PROBLEM TO SOLVE >>
Report each line of the rows below that contains the string "statue", copying every such line in full.

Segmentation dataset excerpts
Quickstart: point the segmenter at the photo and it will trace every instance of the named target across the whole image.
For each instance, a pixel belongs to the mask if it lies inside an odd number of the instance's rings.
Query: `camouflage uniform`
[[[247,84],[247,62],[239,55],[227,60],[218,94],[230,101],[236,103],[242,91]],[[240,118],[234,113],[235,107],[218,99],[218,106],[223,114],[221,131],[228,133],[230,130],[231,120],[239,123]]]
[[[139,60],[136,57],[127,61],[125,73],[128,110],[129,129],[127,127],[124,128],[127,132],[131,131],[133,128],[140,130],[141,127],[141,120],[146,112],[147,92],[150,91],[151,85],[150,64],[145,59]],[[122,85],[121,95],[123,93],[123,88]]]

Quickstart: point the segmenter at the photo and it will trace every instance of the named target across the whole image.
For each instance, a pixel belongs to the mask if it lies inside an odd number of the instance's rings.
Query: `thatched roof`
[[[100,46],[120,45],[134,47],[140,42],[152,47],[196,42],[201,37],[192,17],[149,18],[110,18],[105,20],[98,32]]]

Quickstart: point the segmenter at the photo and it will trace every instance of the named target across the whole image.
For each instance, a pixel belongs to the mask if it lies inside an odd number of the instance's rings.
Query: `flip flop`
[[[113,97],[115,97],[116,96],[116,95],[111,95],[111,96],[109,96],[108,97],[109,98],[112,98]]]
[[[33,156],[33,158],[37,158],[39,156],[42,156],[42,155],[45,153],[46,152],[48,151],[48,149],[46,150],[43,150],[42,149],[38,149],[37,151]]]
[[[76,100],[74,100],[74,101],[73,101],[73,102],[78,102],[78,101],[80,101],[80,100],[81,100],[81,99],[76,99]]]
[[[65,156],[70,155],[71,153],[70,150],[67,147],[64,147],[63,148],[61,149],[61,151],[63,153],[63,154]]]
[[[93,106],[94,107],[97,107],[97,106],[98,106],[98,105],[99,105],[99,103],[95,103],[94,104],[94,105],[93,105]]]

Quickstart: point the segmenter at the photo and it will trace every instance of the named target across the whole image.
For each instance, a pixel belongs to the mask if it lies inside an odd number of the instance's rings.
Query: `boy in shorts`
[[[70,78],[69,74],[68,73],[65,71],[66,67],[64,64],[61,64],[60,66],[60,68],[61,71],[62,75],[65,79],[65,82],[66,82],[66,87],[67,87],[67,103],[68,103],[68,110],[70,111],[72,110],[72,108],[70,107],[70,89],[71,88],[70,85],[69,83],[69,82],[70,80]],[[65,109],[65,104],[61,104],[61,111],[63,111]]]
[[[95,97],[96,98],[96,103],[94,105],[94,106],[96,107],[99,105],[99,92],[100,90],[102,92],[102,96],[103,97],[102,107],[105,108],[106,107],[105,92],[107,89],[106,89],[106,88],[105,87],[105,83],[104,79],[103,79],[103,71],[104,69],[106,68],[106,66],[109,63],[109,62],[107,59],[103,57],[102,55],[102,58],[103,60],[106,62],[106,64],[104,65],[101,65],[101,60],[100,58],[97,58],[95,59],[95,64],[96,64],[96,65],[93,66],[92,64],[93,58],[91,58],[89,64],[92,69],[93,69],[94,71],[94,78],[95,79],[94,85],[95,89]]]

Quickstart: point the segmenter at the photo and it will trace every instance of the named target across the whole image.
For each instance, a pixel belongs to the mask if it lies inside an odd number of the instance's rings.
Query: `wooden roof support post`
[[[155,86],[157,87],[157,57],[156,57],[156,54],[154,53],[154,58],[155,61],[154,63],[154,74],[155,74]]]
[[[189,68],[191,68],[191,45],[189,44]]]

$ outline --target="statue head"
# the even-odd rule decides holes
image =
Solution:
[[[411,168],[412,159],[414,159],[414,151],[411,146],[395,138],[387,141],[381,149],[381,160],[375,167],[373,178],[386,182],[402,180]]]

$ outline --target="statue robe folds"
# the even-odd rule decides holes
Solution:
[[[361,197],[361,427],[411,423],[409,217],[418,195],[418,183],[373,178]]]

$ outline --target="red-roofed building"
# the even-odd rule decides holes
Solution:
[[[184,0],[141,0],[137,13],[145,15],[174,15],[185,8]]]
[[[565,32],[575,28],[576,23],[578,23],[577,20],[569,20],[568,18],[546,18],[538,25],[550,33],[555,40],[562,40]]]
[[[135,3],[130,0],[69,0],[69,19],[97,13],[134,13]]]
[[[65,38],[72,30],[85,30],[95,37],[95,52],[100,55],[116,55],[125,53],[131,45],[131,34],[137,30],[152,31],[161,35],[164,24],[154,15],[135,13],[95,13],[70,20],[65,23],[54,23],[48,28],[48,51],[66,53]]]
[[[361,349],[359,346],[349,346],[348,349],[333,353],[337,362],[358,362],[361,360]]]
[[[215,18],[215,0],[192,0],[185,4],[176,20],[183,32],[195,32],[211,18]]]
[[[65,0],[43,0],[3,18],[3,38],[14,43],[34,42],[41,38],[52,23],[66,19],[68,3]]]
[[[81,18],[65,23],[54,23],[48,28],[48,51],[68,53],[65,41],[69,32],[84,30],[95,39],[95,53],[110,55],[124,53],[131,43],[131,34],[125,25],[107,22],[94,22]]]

TASK OUTPUT >>
$ outline --target="statue head"
$ outline --target="statue robe folds"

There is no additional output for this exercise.